— Given request —
Reproduce the following items word for word, omitting the pictures.

Data items:
◇ ◇ ◇ ◇

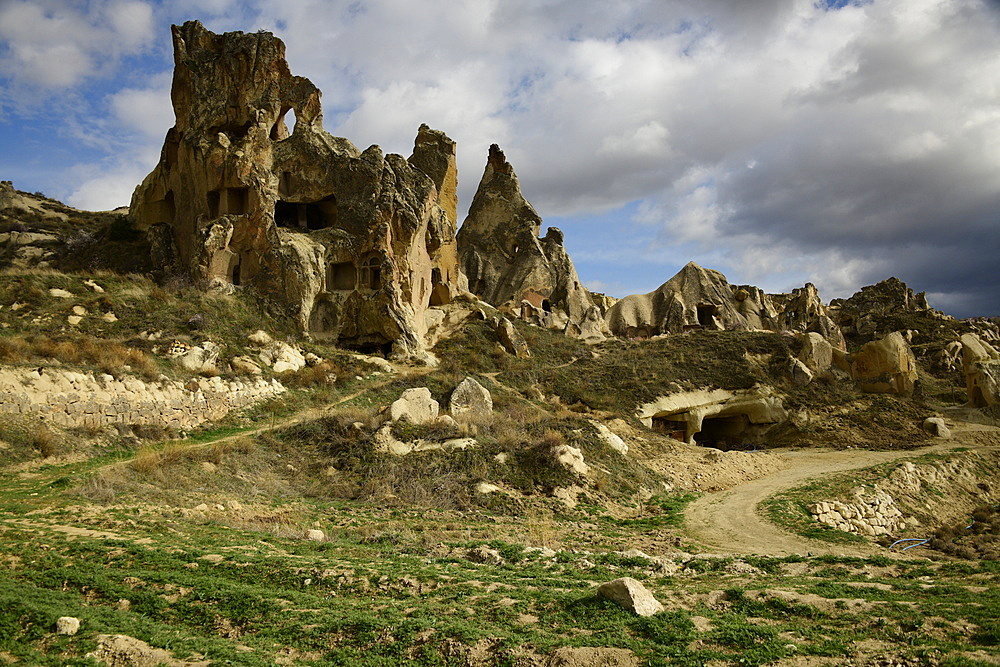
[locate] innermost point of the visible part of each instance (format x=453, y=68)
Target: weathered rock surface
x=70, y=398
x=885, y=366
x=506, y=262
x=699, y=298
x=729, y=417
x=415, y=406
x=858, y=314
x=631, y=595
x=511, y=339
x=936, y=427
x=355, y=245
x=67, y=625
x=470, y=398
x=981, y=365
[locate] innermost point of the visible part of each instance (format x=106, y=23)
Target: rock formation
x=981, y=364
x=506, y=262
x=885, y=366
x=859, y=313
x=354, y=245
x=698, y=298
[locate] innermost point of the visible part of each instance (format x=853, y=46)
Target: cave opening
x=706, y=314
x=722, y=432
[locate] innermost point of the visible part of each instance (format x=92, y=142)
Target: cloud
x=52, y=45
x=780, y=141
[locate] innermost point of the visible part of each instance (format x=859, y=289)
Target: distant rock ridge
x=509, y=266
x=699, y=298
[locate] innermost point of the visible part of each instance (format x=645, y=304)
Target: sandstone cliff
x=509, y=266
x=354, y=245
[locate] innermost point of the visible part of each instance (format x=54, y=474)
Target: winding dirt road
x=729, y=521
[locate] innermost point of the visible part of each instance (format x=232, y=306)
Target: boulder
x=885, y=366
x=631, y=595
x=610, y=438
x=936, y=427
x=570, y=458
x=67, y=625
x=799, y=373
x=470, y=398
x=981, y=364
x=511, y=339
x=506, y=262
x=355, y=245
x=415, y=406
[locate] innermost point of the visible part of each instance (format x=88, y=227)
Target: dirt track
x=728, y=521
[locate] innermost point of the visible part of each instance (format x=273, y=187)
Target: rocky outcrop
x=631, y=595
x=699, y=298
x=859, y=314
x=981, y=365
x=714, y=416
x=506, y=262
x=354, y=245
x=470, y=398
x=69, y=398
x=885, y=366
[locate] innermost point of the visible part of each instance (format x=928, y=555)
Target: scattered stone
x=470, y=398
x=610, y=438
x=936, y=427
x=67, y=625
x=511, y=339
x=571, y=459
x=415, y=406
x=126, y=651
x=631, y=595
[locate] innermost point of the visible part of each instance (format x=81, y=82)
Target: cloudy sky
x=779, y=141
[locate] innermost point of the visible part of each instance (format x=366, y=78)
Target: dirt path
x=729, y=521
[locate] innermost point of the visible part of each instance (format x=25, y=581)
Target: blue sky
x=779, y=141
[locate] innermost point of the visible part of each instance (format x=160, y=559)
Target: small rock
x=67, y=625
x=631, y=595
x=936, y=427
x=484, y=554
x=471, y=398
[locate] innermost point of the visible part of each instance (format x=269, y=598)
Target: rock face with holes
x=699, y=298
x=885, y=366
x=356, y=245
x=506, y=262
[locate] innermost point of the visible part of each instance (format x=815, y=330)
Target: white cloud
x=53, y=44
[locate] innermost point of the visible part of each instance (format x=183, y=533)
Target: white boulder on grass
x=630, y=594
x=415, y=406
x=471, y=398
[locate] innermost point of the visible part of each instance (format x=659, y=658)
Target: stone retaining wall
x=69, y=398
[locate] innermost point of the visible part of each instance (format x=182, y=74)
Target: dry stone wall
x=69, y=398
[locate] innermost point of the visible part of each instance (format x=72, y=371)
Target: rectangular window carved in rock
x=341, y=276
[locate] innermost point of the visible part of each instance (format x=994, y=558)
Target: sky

◇ ◇ ◇ ◇

— Exercise solution —
[locate] innermost point of the visible part of each instance (format x=453, y=68)
Target: weathered rock surface
x=70, y=398
x=885, y=366
x=506, y=262
x=699, y=298
x=729, y=417
x=415, y=406
x=858, y=314
x=631, y=595
x=511, y=339
x=936, y=427
x=355, y=245
x=67, y=625
x=470, y=398
x=981, y=365
[locate] innermost point of the visible part of each instance (format x=106, y=23)
Target: rock formation
x=981, y=364
x=506, y=262
x=885, y=366
x=859, y=313
x=354, y=245
x=698, y=298
[locate] innermost point of the visible part of each instance (format x=853, y=46)
Target: cave opening
x=706, y=314
x=722, y=432
[locate] innermost point of the visible part of each instance (format x=92, y=142)
Target: cloud
x=52, y=45
x=780, y=141
[locate] innermost point of the visible part of each instance (format x=859, y=289)
Target: distant rock ridge
x=509, y=266
x=699, y=298
[locate] innermost point of the visible part of each instance (format x=645, y=304)
Target: sandstone cliff
x=509, y=266
x=354, y=245
[locate] innermost point of the visible part of each instance (format x=54, y=474)
Target: winding dirt road
x=729, y=521
[locate] innermost point of the visible part of each instance (format x=232, y=306)
Target: boulder
x=885, y=366
x=631, y=595
x=610, y=438
x=936, y=427
x=570, y=458
x=67, y=625
x=799, y=373
x=470, y=398
x=981, y=364
x=511, y=339
x=506, y=262
x=355, y=245
x=415, y=406
[locate] innermost point of the visible part of each instance (format x=88, y=227)
Target: dirt track
x=728, y=521
[locate] innermost point of the visible part of each instance (format x=273, y=187)
Target: rocky outcrop
x=631, y=595
x=699, y=298
x=859, y=314
x=981, y=365
x=714, y=416
x=506, y=262
x=354, y=245
x=470, y=398
x=69, y=398
x=885, y=366
[locate] innermost point of the visible part of each instance (format x=928, y=555)
Target: scattered stone
x=470, y=398
x=610, y=438
x=936, y=427
x=67, y=625
x=511, y=339
x=571, y=459
x=415, y=406
x=126, y=651
x=631, y=595
[locate] innermost point of the visible part of each instance (format x=81, y=82)
Target: cloudy sky
x=779, y=141
[locate] innermost point of the visible part of each instance (format x=366, y=78)
Target: dirt path
x=729, y=521
[locate] innermost point of the visible part of each instance (format x=25, y=581)
Target: blue sky
x=779, y=141
[locate] innermost point of the visible part of each instance (format x=160, y=559)
Target: small rock
x=67, y=625
x=631, y=595
x=936, y=427
x=484, y=554
x=471, y=398
[locate] innermost point of the visible part of each instance (format x=269, y=598)
Target: rock face with holes
x=699, y=298
x=885, y=366
x=356, y=245
x=506, y=262
[locate] innermost point of the visible part of each instance (format x=815, y=330)
Target: white cloud
x=53, y=44
[locate] innermost point of the visible part of each instance (format x=183, y=533)
Target: white boulder on grass
x=630, y=594
x=415, y=406
x=471, y=398
[locate] innermost point of the visible part of each instance (format x=659, y=658)
Target: stone retaining wall
x=69, y=398
[locate] innermost point of the visible part of each instance (format x=182, y=74)
Target: dry stone wall
x=69, y=398
[locate] innermost point of the visible part of each instance (format x=72, y=371)
Target: rectangular window carved in rock
x=341, y=276
[locate] innermost point of the visible part of each instance (format x=994, y=558)
Target: sky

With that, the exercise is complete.